● THE TASK: Find the lines of the records in which the word "below" appears and report how many there are, as a number alone.

[[ DATA RECORDS, beginning ]]

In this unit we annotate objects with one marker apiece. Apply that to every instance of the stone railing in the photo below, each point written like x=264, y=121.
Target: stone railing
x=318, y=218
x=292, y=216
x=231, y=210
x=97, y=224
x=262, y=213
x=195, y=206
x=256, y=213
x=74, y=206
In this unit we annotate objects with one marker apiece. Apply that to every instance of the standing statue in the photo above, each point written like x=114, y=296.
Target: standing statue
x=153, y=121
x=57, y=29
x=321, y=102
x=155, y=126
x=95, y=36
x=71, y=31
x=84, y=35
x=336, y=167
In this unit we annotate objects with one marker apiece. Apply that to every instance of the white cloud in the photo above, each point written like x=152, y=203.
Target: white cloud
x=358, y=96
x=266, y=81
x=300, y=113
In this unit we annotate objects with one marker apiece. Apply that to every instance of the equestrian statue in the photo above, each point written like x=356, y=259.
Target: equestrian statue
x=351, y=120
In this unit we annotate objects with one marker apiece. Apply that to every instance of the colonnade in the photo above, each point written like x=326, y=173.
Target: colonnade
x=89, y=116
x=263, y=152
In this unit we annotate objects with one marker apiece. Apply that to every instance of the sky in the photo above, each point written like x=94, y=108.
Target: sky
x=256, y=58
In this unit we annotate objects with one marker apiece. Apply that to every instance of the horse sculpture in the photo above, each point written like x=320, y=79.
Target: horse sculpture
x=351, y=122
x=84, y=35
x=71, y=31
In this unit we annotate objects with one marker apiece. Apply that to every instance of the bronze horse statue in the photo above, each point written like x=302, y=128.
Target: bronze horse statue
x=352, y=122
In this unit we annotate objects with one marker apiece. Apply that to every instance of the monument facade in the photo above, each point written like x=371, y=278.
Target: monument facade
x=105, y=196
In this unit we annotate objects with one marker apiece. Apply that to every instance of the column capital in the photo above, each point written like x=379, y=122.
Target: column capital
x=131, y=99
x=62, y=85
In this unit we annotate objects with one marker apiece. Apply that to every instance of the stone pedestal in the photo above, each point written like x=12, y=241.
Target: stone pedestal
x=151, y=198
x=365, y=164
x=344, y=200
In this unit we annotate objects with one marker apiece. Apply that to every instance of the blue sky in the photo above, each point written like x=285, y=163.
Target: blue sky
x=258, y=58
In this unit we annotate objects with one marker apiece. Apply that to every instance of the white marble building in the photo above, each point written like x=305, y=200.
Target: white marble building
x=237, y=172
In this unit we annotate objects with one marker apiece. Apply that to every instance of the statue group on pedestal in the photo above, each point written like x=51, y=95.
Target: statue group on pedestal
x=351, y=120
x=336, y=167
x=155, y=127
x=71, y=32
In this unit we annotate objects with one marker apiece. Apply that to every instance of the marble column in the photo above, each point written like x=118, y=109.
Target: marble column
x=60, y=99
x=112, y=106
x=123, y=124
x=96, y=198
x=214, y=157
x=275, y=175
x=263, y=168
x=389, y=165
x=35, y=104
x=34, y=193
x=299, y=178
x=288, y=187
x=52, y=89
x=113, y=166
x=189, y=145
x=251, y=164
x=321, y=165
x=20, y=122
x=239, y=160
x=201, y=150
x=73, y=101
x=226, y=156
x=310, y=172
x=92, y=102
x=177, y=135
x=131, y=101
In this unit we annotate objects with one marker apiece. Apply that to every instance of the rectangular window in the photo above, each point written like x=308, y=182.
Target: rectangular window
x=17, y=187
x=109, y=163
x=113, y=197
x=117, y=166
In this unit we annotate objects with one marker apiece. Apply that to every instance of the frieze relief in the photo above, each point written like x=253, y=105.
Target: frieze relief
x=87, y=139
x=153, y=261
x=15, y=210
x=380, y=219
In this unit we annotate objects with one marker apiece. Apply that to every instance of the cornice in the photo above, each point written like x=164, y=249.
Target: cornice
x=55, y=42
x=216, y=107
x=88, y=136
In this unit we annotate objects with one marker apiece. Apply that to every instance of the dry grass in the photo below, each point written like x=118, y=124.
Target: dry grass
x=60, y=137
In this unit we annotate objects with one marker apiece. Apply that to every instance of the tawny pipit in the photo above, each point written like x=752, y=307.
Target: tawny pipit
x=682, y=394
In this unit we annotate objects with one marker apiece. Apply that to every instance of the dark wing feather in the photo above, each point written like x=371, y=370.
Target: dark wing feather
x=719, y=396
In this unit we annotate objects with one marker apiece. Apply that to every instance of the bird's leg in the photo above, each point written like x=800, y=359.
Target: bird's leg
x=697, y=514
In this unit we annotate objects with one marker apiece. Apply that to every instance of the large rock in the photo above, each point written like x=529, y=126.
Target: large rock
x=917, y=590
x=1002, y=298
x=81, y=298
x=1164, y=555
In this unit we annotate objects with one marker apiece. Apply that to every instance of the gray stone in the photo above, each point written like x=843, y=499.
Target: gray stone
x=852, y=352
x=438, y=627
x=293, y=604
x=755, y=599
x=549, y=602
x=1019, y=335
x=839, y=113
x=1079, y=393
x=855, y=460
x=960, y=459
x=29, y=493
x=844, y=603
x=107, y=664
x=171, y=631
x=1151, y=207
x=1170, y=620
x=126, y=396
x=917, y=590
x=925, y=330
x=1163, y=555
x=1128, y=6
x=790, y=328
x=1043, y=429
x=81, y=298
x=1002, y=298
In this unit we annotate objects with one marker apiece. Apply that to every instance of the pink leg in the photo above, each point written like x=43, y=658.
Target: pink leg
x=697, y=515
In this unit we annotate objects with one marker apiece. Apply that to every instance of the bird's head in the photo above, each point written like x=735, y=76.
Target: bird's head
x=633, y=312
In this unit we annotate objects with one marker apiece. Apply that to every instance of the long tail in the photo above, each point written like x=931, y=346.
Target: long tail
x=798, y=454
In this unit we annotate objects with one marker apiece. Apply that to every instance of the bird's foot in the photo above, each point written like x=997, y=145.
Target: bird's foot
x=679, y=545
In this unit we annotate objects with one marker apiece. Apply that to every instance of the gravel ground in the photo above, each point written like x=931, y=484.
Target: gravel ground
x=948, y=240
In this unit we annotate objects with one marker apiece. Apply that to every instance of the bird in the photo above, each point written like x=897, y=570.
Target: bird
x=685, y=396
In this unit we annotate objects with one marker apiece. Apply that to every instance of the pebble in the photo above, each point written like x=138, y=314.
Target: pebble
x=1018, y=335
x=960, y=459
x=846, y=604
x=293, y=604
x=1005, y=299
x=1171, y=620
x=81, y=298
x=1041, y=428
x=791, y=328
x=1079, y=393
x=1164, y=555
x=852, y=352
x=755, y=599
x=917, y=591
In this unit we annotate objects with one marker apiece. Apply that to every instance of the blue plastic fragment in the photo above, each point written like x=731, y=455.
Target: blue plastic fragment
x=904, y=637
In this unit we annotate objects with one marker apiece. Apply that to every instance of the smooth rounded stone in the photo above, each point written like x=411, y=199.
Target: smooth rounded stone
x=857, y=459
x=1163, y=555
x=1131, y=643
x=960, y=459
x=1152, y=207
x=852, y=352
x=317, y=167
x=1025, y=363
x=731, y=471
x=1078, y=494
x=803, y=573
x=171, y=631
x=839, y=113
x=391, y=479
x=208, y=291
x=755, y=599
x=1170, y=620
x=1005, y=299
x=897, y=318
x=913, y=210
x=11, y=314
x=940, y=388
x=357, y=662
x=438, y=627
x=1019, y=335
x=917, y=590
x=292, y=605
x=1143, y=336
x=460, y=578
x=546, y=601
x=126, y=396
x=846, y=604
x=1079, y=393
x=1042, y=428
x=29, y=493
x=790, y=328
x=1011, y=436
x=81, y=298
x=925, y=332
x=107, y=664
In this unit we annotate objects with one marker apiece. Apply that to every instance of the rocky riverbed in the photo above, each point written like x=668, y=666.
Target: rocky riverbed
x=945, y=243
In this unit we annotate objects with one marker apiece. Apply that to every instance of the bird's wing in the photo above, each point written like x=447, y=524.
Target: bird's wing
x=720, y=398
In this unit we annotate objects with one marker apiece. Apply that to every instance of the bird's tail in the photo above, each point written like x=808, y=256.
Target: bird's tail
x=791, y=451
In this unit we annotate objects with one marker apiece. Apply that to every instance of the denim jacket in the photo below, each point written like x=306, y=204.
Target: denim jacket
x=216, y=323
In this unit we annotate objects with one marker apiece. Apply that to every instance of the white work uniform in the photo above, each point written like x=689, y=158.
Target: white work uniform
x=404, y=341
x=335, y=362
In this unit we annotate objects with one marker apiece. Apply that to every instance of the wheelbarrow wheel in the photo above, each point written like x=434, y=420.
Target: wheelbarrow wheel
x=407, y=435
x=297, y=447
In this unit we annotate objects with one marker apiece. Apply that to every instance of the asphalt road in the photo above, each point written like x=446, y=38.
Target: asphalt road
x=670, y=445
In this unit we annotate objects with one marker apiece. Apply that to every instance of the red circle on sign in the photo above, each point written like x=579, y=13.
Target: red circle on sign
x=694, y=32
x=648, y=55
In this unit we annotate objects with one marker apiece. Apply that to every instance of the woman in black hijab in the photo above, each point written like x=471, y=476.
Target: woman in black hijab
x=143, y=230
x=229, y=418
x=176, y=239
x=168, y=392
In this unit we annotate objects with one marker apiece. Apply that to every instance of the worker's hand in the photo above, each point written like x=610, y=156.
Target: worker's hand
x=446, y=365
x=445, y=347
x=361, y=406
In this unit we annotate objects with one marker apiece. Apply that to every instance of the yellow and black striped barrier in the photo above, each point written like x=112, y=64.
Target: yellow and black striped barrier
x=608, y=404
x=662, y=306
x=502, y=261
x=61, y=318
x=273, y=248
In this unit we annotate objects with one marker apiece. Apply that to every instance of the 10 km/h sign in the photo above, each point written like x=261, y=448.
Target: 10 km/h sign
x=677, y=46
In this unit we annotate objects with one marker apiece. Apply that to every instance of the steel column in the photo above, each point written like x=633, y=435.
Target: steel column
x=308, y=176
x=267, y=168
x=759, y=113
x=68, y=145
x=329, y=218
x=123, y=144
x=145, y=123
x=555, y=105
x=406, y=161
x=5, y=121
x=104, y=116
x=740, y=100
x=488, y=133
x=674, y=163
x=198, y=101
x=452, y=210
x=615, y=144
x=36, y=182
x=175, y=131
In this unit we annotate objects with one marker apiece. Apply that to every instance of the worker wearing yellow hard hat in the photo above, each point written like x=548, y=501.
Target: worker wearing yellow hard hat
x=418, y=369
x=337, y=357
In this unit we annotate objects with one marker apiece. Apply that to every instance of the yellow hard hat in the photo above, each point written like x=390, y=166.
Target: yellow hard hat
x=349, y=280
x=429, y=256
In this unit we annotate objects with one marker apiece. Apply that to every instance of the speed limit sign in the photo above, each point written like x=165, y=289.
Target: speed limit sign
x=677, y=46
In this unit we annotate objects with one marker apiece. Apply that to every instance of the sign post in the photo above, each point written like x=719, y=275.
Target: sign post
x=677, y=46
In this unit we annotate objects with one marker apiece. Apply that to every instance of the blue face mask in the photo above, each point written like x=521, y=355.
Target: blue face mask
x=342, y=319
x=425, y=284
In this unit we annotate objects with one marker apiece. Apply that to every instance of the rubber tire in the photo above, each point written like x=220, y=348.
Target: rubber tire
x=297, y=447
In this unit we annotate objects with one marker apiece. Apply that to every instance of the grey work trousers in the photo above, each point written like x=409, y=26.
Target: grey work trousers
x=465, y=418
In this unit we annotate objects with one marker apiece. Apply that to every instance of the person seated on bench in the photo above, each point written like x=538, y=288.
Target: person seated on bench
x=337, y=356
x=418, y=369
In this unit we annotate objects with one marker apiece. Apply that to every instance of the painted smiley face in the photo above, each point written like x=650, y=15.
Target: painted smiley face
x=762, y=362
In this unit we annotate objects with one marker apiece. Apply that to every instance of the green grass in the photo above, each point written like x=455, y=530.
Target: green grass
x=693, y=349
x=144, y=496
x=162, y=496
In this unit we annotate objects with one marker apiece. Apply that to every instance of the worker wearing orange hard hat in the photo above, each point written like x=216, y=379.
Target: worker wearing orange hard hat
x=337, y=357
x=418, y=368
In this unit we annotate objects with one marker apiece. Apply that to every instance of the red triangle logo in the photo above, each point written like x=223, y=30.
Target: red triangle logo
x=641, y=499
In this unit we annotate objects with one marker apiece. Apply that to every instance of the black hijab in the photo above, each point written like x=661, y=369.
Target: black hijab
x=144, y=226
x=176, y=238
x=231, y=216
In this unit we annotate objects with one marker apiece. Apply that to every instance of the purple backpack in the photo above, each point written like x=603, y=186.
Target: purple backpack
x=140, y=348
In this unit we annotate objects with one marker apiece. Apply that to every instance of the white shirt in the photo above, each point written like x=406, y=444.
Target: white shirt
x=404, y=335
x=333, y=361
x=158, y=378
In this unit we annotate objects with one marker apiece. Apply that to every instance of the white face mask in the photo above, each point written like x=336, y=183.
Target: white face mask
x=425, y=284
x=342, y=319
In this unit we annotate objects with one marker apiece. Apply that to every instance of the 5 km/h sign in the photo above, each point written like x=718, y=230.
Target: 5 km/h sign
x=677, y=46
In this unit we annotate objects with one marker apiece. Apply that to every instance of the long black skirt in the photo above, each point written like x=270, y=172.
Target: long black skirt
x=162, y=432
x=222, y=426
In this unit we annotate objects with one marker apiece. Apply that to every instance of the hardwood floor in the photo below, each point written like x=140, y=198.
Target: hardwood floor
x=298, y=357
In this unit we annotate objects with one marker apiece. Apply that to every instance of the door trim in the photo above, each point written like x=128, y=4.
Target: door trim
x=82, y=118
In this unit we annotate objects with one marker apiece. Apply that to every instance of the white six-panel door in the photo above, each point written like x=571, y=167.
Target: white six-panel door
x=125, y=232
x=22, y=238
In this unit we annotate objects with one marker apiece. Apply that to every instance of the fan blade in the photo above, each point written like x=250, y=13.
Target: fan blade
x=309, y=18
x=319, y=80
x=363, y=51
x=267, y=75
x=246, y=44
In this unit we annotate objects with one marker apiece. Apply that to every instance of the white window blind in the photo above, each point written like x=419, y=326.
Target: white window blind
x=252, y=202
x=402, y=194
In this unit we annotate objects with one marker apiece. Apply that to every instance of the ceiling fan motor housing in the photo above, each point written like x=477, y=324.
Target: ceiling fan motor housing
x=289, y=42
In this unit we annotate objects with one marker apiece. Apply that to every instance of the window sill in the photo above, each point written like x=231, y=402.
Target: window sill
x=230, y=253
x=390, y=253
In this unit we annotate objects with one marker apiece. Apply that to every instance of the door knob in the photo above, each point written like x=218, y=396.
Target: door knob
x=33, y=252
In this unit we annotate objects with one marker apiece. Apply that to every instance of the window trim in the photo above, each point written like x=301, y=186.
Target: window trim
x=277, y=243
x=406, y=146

[[ DATA RECORDS, end ]]

● REPLY TO THE TASK: 4